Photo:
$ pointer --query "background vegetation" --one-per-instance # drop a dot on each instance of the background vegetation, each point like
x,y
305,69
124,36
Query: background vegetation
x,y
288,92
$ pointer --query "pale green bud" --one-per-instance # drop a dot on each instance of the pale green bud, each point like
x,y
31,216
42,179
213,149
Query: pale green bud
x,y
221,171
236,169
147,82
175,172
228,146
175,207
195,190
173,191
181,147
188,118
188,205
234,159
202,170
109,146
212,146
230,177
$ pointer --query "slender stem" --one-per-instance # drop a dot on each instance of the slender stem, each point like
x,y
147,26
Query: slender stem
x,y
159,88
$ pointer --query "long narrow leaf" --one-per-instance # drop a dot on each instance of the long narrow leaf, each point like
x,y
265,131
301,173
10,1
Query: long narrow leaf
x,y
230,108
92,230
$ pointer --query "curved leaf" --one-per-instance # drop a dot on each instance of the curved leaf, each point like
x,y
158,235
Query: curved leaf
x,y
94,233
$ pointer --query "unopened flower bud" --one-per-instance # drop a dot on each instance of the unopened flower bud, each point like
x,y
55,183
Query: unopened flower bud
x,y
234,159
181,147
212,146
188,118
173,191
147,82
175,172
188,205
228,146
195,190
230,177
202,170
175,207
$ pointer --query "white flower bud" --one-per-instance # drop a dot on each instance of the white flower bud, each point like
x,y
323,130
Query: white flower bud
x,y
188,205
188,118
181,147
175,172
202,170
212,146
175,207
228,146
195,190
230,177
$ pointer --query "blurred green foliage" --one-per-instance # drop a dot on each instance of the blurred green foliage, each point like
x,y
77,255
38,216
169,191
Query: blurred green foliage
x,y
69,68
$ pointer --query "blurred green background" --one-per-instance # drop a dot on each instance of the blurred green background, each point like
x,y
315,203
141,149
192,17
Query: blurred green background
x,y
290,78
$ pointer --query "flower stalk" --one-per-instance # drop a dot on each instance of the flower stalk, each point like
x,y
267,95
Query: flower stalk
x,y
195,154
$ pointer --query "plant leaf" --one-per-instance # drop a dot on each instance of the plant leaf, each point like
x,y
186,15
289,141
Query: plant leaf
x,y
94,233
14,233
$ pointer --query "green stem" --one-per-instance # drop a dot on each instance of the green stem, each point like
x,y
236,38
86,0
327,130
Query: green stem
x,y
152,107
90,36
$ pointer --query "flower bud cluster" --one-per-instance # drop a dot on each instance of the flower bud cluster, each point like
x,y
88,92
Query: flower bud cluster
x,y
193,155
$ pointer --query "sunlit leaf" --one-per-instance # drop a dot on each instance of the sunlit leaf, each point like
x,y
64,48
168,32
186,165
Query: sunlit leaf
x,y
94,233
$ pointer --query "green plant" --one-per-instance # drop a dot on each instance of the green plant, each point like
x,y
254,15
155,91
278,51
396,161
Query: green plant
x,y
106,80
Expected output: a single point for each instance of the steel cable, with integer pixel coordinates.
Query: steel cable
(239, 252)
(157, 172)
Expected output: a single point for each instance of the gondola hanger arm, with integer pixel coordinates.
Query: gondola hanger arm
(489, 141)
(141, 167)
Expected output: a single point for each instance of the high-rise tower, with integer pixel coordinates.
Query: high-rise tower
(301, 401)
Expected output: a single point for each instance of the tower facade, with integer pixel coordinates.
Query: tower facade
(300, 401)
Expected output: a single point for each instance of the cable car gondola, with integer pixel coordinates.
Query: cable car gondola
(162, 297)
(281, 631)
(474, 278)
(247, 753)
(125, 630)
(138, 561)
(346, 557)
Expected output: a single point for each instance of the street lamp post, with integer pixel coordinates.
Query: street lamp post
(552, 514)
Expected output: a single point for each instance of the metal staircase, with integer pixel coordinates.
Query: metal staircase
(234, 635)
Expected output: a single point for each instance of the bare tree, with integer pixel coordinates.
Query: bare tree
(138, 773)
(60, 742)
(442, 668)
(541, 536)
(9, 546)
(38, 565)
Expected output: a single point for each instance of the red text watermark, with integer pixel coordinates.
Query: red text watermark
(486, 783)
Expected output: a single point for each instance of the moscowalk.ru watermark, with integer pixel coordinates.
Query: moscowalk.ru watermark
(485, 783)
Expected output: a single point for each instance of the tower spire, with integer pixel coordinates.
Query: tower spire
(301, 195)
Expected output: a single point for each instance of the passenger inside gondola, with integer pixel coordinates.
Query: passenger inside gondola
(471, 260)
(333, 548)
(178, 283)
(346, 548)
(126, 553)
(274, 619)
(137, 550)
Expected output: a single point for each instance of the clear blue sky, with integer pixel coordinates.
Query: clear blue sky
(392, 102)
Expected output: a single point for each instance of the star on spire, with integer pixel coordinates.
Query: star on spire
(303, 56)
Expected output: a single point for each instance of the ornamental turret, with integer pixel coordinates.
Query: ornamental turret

• • • •

* What needs to be done
Every entry should be printed again exactly as it stands.

* Expected output
Photo:
$ pointer --query "background vegetation" --one-per-instance # drop a dot on each instance of the background vegetation, each point like
x,y
305,69
124,36
Query: background vegetation
x,y
288,92
$ pointer --query "pale green bud" --one-per-instance # drop a dot on each instance of the pale green bud, each point like
x,y
31,216
42,179
213,149
Query: pale green bud
x,y
221,171
236,169
147,82
175,172
228,146
175,207
195,190
173,191
181,147
188,118
188,205
234,159
202,170
109,146
212,146
230,177
$ pointer --query "slender stem" --one-per-instance # drop a dot on each instance of the slender stem, each point like
x,y
147,26
Query: slender stem
x,y
159,88
$ pointer --query "long narrow leaf" --one-per-instance # drop a dot on each instance of the long narrow leaf, each point like
x,y
265,131
301,173
10,1
Query: long narrow leaf
x,y
230,108
92,230
$ pointer --query "curved leaf" --one-per-instance # drop a dot on each instance of the curved leaf, each point like
x,y
158,235
Query: curved leaf
x,y
94,233
$ pointer --query "unopened flower bud" --one-per-instance # drop a dot on each instance of the unopened flower bud, each point like
x,y
55,183
Query: unopened flower bud
x,y
234,159
181,147
212,146
188,118
173,191
147,82
175,172
188,205
228,146
195,190
230,177
202,170
175,207
$ pointer --query "white flower bud" --one-per-instance # drop a dot on each instance of the white flower bud, each point like
x,y
323,130
Query: white flower bud
x,y
188,205
188,118
181,147
175,172
202,170
212,146
175,207
228,146
195,190
230,177
$ pointer --query "blurred green foliage" --one-per-instance # drop a dot on each instance of the blurred green foliage, each point like
x,y
77,255
38,216
169,191
Query: blurred green foliage
x,y
69,68
$ pointer --query "blurred green background" --one-per-instance # drop a dot on each instance of the blurred green background, each point like
x,y
315,203
141,149
192,17
Query: blurred green background
x,y
290,78
$ pointer --query "flower stalk" --one-per-instance # drop a dot on each instance of the flower stalk, each point like
x,y
267,95
Query: flower stalk
x,y
195,154
$ pointer --query "plant leaf" --one-per-instance # drop a dot on each instance of the plant leaf, each point like
x,y
186,15
289,141
Query: plant leaf
x,y
94,233
14,233
$ pointer --query "green stem" --one-per-instance # drop a dot on each instance of the green stem, each point like
x,y
236,38
86,0
327,130
Query: green stem
x,y
152,107
90,36
$ pointer --query "flower bud cluster" --one-per-instance # drop a dot on each instance of the flower bud cluster, each point like
x,y
88,92
Query: flower bud cluster
x,y
193,155
$ pointer --query "sunlit leaf" --one-per-instance # drop a dot on each instance of the sunlit leaf, each point like
x,y
64,48
168,32
186,165
Query: sunlit leaf
x,y
94,233
$ pointer --query "green plant" --one-per-instance # drop a dot on each instance of the green plant, each point like
x,y
254,15
155,91
278,51
396,161
Query: green plant
x,y
106,80
Expected output: a single point for each instance of the steel cable, with integer pixel coordinates.
Query: steel cable
(239, 252)
(157, 172)
Expected output: a single point for each instance of the gondola hanger arm, with integer pixel coordinates.
Query: gondola hanger arm
(489, 141)
(141, 167)
Expected output: a single point for each instance of the high-rise tower, with integer pixel coordinates.
Query: high-rise tower
(301, 401)
Expected output: a single point for each instance of the tower facade, with integer pixel coordinates.
Query: tower facade
(300, 401)
Expected output: a single point for each instance of the cable car gondola, with integer pixel coordinates.
Query: cable car gondola
(162, 297)
(281, 631)
(474, 278)
(247, 753)
(125, 630)
(138, 561)
(346, 557)
Expected output: a single point for each instance of the street lamp post, with integer pixel coordinates.
Query: street lamp post
(552, 514)
Expected output: a single point for each instance of the metal staircase, with integer pixel coordinates.
Query: metal staircase
(234, 635)
Expected output: a single point for each instance of the bare tree, with integer pixel coordinates.
Query: bare tree
(138, 773)
(60, 742)
(442, 668)
(541, 536)
(9, 546)
(38, 565)
Expected output: a single point for each instance of the red text watermark, with integer pixel coordinates.
Query: red text watermark
(486, 783)
Expected output: a single point for each instance of the moscowalk.ru watermark, with integer pixel coordinates.
Query: moscowalk.ru watermark
(485, 783)
Expected output: a single point for each instance of the tower spire, with integer pixel coordinates.
Query: tower spire
(301, 195)
Expected output: a single point for each instance of the passenger inside gondola, with integer pixel coordinates.
Query: passenger inside gondola
(471, 260)
(333, 548)
(178, 283)
(346, 548)
(126, 553)
(274, 619)
(137, 550)
Expected output: a single point for each instance of the clear blue sky, with integer pixel coordinates.
Query: clear blue sky
(392, 102)
Expected output: a single point for each instance of the star on spire, with integer pixel coordinates.
Query: star on spire
(303, 56)
Expected output: a single point for each instance of the ornamental turret, with integer pixel coordinates.
Query: ornamental turret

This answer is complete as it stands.